*Document excerpt:*
So we hear the story of John the Baptizer and we hope to get over it and through it, and to the much better story of the birth of Jesus, which we are still waiting for. Yet Luke provides us with detail concerning the Baptizer’s message that shades the image of John as a fearsome prophet.

John delivered those frightening words, “The axe is laid to the tree, everyone who does not bear fruit will be cut off and cast into the fire.” We hear those words and imagine ourselves terrified, caught between fear of eternal punishment, the wrath of almighty God, and our own weaknesses and sin. We wonder about John’s listeners, how did they respond? Why did they come out into the wilderness to hear him preach?

We don’t notice what Luke tells us about those listeners. They don’t fall on their knees in terror, begging forgiveness. They don’t run away in fear. They engage the prophet, they ask him, “what then should we do?” Unlike the televangelist or revivalist, John doesn’t answer, “accept Jesus Christ as your personal Lord and Savior.”

*Extracted information:*

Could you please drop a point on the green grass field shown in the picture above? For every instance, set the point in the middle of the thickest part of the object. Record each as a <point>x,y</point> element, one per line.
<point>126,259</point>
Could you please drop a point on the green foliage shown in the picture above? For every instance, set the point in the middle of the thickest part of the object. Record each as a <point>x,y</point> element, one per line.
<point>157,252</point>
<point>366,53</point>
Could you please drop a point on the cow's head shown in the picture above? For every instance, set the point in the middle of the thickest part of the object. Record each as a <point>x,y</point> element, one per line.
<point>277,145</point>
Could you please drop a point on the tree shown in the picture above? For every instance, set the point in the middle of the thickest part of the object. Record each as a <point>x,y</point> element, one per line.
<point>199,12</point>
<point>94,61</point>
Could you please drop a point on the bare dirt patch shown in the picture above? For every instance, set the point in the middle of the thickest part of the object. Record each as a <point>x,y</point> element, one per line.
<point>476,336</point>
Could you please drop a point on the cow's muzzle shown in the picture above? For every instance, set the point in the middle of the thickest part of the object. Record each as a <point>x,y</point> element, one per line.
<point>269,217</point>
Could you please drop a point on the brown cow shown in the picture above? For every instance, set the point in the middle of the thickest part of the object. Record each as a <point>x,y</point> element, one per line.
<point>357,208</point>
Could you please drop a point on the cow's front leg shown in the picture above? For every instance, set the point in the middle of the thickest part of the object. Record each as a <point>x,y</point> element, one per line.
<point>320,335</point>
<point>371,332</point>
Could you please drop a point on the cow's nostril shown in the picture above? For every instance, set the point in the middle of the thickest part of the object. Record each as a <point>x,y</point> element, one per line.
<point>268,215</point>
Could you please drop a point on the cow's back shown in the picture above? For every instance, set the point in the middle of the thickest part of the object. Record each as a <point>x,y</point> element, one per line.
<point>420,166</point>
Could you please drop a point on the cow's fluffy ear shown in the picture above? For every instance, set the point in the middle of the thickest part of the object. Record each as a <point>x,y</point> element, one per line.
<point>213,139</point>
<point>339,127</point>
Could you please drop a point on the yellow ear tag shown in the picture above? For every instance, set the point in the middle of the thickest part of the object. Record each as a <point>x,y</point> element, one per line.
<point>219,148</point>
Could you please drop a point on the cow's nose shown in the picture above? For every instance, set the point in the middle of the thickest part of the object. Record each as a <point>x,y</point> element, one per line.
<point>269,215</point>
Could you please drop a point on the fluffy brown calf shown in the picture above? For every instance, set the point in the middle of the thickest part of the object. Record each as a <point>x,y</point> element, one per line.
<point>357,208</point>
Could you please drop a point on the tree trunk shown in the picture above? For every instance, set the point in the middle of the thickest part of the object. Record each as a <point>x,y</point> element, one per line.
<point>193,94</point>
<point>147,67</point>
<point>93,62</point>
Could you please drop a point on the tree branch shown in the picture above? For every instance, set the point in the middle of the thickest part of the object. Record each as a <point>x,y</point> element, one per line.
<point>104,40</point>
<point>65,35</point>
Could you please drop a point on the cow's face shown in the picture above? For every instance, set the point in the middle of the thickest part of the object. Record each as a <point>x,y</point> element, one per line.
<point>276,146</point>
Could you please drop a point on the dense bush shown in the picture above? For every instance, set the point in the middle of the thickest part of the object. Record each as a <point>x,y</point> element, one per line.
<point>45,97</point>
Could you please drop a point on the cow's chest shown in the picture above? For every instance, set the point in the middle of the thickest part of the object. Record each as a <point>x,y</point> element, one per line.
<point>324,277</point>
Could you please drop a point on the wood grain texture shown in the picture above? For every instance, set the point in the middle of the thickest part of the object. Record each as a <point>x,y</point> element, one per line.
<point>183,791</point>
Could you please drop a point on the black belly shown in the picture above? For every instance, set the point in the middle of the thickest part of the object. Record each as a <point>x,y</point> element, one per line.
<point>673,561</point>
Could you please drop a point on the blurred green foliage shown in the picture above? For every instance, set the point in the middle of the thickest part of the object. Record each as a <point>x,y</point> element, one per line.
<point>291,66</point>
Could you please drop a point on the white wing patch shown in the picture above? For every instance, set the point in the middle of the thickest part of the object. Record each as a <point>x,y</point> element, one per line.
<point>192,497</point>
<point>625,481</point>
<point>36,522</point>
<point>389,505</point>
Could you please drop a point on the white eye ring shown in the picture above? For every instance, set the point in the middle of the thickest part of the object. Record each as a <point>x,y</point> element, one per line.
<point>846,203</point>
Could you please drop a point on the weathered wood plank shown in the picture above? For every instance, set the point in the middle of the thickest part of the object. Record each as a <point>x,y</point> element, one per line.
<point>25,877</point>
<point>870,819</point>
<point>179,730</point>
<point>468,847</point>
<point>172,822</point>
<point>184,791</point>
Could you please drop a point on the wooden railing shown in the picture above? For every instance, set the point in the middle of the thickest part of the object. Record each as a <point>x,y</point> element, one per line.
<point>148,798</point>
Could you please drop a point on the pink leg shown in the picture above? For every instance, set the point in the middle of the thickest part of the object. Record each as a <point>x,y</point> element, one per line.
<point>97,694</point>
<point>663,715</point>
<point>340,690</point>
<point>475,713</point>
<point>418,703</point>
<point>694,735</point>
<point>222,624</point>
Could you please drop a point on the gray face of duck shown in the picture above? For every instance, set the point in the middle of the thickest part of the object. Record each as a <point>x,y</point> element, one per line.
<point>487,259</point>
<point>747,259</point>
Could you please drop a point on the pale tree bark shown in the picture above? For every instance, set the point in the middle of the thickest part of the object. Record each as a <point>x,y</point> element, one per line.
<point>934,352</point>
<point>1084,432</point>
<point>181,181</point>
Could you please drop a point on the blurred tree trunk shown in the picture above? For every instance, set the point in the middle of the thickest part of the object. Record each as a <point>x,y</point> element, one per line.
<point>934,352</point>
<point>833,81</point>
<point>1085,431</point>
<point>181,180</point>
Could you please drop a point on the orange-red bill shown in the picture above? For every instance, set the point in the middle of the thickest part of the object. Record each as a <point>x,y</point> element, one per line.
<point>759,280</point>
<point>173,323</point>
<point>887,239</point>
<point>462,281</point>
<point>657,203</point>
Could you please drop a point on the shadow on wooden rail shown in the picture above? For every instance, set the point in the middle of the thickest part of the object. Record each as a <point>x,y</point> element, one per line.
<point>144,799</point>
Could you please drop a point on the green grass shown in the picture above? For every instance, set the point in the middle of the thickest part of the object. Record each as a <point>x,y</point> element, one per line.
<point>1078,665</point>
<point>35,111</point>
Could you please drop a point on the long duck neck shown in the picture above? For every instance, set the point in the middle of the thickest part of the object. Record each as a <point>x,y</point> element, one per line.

*Your instructions:* Write out the passage about John the Baptizer word for word, from "So we hear the" up to and including "a fearsome prophet.".

*Expected output:*
So we hear the story of John the Baptizer and we hope to get over it and through it, and to the much better story of the birth of Jesus, which we are still waiting for. Yet Luke provides us with detail concerning the Baptizer’s message that shades the image of John as a fearsome prophet.